▶ [YOUR TASKS]:
[1] Do the following statements agree with the church planting article? Answer yes or no for each, quoting the deciding words from the article.
(a) Revolution Church recently turned five years old.
(b) Church planters are usually older leaders.
(c) The writer says someone else can make you sleep.
[2] According to the church planting article, what is the most important thing you can give your church?

▶ [READING TEXT]:
=-=-=-=-=

Home Outreach Leaders Articles for Outreach & Missions Joshua Reich: 6 Lessons I Learned From Church Planting

Joshua Reich: 6 Lessons I Learned From Church Planting

Revolution Church turned five years old recently, and it got me thinking about the last five years, all that God has done, his faithfulness and all that I have learned over that time. I get asked a lot by church planters what I would do differently or what I’ve learned in the process.

Here are five things I’ve learned in the last five years:

1. Your energy (spiritual, emotional, physical, relational) is the most important thing you can give your church, and only you can control it. 

This may seem obvious and all of these will, but this one is crucial. Church planters tend to be driven, entrepreneurial, take-the-hill kind of leaders. They are also usually young, which means they think they have endless amounts of energy. They eat like college freshmen and often sleep like them.

The reality is, that is not sustainable. While planting is a busy season, filled with meetings, getting stuff done, making phone calls, rallying a core group, raising funds, you have to hit the pause button. No one can make you sleep. No one can make you spend time with Jesus. No one can make you exercise or eat well. No one can make sure you have friends, and not just church planting friends, but real friends.

=-=-=-=-=

(Spatial localization data)
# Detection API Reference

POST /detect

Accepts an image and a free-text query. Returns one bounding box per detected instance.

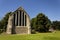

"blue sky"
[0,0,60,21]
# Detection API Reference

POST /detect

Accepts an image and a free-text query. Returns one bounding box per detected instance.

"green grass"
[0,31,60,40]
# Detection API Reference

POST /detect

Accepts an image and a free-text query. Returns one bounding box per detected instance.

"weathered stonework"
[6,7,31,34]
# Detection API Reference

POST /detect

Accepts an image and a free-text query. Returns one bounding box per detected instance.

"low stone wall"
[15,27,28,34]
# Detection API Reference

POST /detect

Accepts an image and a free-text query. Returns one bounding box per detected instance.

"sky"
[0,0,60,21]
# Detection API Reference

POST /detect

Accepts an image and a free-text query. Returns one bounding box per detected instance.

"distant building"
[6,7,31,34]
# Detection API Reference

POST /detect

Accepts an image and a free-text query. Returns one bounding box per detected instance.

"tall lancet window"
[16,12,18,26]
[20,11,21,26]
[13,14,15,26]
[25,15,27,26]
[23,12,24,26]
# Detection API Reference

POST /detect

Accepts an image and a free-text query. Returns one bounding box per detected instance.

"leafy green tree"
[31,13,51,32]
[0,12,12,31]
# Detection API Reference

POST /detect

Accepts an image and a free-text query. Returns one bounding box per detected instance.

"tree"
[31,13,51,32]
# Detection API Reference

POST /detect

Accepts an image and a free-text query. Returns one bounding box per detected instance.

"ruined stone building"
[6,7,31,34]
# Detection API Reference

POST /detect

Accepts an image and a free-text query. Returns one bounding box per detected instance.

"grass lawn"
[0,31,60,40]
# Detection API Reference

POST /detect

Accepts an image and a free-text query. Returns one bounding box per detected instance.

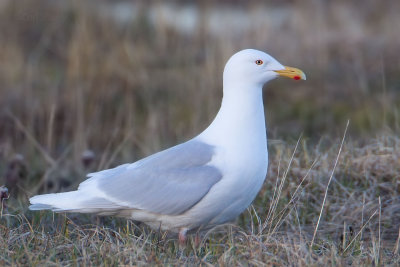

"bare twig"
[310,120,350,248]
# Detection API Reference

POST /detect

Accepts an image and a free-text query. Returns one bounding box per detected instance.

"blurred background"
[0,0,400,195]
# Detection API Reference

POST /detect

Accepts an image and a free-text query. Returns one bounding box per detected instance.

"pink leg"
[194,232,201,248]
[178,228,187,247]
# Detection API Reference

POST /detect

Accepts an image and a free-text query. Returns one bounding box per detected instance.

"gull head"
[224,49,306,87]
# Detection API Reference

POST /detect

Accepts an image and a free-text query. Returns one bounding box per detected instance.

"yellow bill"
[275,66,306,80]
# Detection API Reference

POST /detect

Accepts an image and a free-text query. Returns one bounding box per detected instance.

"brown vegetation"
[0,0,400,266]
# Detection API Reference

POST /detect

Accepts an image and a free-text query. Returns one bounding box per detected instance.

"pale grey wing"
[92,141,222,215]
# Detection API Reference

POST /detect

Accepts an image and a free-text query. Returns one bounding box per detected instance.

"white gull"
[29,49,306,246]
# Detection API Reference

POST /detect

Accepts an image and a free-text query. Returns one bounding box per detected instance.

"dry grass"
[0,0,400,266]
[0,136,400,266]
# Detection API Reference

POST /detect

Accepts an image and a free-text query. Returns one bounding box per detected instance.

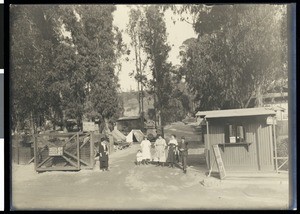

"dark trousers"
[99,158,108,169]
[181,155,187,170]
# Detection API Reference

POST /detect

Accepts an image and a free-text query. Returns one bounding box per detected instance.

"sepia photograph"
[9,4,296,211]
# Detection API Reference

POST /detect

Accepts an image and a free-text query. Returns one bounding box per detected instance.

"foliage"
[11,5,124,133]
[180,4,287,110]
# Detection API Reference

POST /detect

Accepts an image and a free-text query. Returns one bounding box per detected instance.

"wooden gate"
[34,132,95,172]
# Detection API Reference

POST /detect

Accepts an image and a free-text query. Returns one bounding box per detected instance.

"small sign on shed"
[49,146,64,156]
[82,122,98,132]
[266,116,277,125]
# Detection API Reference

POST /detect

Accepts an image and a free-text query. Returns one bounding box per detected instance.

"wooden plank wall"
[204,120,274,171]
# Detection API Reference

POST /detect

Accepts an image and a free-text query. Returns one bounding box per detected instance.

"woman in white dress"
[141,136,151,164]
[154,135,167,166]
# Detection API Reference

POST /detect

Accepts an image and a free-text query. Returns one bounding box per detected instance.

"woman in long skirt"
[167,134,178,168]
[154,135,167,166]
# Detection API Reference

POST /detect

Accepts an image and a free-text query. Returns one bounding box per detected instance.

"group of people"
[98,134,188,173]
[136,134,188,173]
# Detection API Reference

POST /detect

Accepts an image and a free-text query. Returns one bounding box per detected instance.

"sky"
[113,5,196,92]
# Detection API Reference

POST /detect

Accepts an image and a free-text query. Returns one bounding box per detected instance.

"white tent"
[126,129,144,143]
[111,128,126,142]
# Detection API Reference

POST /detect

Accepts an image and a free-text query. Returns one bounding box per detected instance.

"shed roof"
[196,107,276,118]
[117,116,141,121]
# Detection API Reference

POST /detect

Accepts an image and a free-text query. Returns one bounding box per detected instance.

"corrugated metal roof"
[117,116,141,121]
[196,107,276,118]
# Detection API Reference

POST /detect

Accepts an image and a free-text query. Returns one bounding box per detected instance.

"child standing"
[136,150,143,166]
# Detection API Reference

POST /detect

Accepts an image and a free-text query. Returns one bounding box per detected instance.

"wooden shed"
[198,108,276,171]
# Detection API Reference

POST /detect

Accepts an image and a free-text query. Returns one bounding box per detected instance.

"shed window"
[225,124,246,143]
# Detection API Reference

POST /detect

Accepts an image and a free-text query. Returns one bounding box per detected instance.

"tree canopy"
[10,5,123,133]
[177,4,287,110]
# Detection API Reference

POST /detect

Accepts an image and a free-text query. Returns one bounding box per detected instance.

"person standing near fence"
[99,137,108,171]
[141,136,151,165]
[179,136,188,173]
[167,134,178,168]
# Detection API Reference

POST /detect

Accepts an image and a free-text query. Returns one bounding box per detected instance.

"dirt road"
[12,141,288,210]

=-=-=-=-=

▶ [TASK RESPONSES]:
[1]
(a) Yes: "Revolution Church turned five years old recently"
(b) No: "They are also usually young"
(c) No: "No one can make you sleep."

[2] Your energy (spiritual, emotional, physical, relational).